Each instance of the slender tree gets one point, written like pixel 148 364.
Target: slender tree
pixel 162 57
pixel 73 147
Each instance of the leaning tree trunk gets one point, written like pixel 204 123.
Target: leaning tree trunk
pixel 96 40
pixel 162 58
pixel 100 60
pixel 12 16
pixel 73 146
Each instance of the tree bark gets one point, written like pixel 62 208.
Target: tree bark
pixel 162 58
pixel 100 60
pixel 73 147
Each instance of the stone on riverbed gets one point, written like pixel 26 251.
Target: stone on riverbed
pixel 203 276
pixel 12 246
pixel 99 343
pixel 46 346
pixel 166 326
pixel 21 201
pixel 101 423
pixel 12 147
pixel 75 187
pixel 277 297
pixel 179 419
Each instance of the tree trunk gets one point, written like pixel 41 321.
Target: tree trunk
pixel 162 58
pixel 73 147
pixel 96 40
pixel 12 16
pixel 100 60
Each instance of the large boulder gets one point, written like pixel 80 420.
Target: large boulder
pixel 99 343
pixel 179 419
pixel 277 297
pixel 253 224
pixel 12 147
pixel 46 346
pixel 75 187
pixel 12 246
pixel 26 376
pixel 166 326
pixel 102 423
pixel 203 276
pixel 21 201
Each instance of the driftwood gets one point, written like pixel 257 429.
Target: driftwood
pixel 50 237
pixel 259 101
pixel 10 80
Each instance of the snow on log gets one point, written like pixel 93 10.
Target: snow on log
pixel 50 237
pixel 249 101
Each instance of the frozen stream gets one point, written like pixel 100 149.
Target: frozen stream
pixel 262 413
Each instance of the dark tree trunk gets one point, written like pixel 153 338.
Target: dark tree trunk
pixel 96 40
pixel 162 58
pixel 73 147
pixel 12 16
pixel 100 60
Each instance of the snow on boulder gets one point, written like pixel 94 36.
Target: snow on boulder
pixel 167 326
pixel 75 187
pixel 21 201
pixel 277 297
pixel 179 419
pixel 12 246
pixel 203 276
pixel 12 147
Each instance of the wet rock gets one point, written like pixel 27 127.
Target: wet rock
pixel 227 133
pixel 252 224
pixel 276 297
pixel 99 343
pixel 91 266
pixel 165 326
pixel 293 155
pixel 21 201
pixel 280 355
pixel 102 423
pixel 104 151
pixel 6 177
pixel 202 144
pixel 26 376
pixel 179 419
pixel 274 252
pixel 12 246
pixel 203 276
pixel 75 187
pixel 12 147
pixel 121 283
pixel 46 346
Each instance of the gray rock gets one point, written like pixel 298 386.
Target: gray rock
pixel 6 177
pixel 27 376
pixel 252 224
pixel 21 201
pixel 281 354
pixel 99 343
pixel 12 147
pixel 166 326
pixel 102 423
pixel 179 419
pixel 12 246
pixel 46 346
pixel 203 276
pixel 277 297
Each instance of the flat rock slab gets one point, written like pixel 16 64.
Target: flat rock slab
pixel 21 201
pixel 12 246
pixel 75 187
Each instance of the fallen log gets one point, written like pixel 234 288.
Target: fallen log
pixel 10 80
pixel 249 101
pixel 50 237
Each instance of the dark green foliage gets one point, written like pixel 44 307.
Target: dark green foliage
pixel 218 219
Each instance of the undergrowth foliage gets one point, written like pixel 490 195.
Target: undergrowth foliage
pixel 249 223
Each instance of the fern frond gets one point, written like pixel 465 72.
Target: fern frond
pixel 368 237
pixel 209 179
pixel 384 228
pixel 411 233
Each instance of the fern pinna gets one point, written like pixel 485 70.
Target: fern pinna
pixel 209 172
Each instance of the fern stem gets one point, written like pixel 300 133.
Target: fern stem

----

[Short task] Please repeat the material above word for word, keeping every line in its original order.

[Result of the task]
Each instance of the slender tree gets one point, written like pixel 148 364.
Target: slender tree
pixel 162 57
pixel 73 147
Each instance of the leaning tree trunk gets one point, written like pixel 204 123.
Target: leaning tree trunk
pixel 96 40
pixel 162 58
pixel 100 60
pixel 12 16
pixel 73 146
Each instance of the tree bark gets one point, written like pixel 62 208.
Target: tree bark
pixel 162 58
pixel 100 60
pixel 73 147
Each instance of the stone on riverbed gets one point, written like pixel 26 251.
Target: stone on riverbed
pixel 203 276
pixel 12 246
pixel 99 343
pixel 46 346
pixel 166 326
pixel 21 201
pixel 101 423
pixel 12 147
pixel 75 187
pixel 277 297
pixel 179 419
Each instance of the tree trunk gets one point, written like pixel 41 321.
Target: tree trunk
pixel 162 58
pixel 73 147
pixel 96 40
pixel 12 16
pixel 100 60
Each instance of the large boulder gets one point, written like pixel 80 420.
Target: large boulder
pixel 99 343
pixel 179 419
pixel 277 297
pixel 253 224
pixel 12 147
pixel 46 346
pixel 75 187
pixel 12 246
pixel 26 376
pixel 166 326
pixel 102 423
pixel 203 276
pixel 21 201
Each instance of the driftwood gets one point, written like pixel 257 429.
Target: driftwood
pixel 50 237
pixel 259 101
pixel 10 80
Each instance of the snow on log gets one point, written like pixel 93 10.
Target: snow on log
pixel 50 237
pixel 249 101
Each instance of the frozen stream gets one point, written like pixel 100 149.
Target: frozen stream
pixel 262 413
Each instance of the dark tree trunk gets one point, written like pixel 153 338.
Target: dark tree trunk
pixel 96 40
pixel 162 58
pixel 73 147
pixel 12 16
pixel 100 60
Each instance of the snow on boulder gets one point, written like pixel 94 36.
Target: snow on boulder
pixel 167 326
pixel 75 187
pixel 21 201
pixel 277 297
pixel 179 419
pixel 12 246
pixel 203 276
pixel 12 147
Each instance of the wet rock gets one point, written like pixel 27 127.
Target: wet rock
pixel 227 133
pixel 252 224
pixel 276 297
pixel 99 343
pixel 91 266
pixel 165 326
pixel 293 155
pixel 21 201
pixel 280 355
pixel 102 423
pixel 104 151
pixel 6 177
pixel 202 144
pixel 26 376
pixel 179 419
pixel 274 252
pixel 12 246
pixel 203 276
pixel 75 187
pixel 12 147
pixel 121 283
pixel 46 346
Each instance of the gray rock gets one point, written like pixel 298 386.
Target: gray rock
pixel 6 177
pixel 27 376
pixel 252 224
pixel 21 201
pixel 281 354
pixel 99 343
pixel 12 147
pixel 166 326
pixel 102 423
pixel 179 419
pixel 12 246
pixel 46 346
pixel 203 276
pixel 277 297
Each instance of the flat rock slab gets one point, written like pixel 16 64.
Target: flat rock slab
pixel 21 201
pixel 12 246
pixel 75 187
Each instance of the fallen log gets one point, written like pixel 234 288.
Target: fallen log
pixel 10 80
pixel 249 101
pixel 50 237
Each instance of the dark green foliage gets one point, written like pixel 44 307.
Target: dark green foliage
pixel 218 219
Each instance of the undergrowth foliage gets one point, written like pixel 490 195.
Target: undergrowth foliage
pixel 249 223
Each instance of the fern frond gets one point, written like pixel 465 72.
Target: fern frond
pixel 368 237
pixel 209 179
pixel 384 228
pixel 411 233
Each instance of the fern pinna gets one point, written like pixel 485 70.
Target: fern pinna
pixel 209 172
Each instance of the fern stem gets one point, written like pixel 300 133.
Target: fern stem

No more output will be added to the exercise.